▸ Supplied text:
Connecticut is also working with smaller companies that produce varied programming such as television cooking shows, infomercials, video games for cell phones, audio books, online action movies and parodies, and even 3D animated science videos used by pharmaceutical and biotech companies. In April, Connecticut's film office co-sponsored the inaugural Tribeca Digital Creators Market in New York City. The event was billed as the first marketplace for digital and online content, where creators could connect with buyers, producers and agents.
At that event, Connecticut highlighted the tax credit program, which provided $91.5 million in tax credits to 36 production companies that spent an estimated $348 million in fiscal year 2015 in the state on qualified digital and TV productions. The credit covers up to 30 percent of what's spent in Connecticut, ranging from salaries to rental equipment.
The film office has also refocused its job training efforts on digital media production. This summer will mark the second year of The Digital Media CT, a training program the office developed with the University of Connecticut's Stamford campus.
James Amann was Speaker of the House of Representatives in 2007 when the effort to grow both the film and digital media industries began. While he's happy with the state's progress made with the digital industry, he says Connecticut "fell very short" on continuing to bring movies to the state.
Now a lobbyist, Amann represents about 900 small filmmakers. He said one could someday open a studio and "be the next big deal."
"There was a bridge built," he said. "But unfortunately, one lane has been completed on the digital end. But the other lane is sitting dormant in mothballs."

▸ Activity list:
1) Print the part of the Connecticut digital media text starting with "The film office" and going on through "to the state.".
2) List every passage that the Connecticut digital media text puts in quotation marks.

▸ Supplied material:
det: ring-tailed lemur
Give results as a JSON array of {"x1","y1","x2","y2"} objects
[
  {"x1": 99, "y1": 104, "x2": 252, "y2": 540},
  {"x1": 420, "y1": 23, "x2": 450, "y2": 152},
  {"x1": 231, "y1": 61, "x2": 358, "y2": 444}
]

▸ Results by task:
1)
The film office has also refocused its job training efforts on digital media production. This summer will mark the second year of The Digital Media CT, a training program the office developed with the University of Connecticut's Stamford campus.
James Amann was Speaker of the House of Representatives in 2007 when the effort to grow both the film and digital media industries began. While he's happy with the state's progress made with the digital industry, he says Connecticut "fell very short" on continuing to bring movies to the state.

2)
- fell very short
- be the next big deal
- There was a bridge built
- But unfortunately, one lane has been completed on the digital end. But the other lane is sitting dormant in mothballs.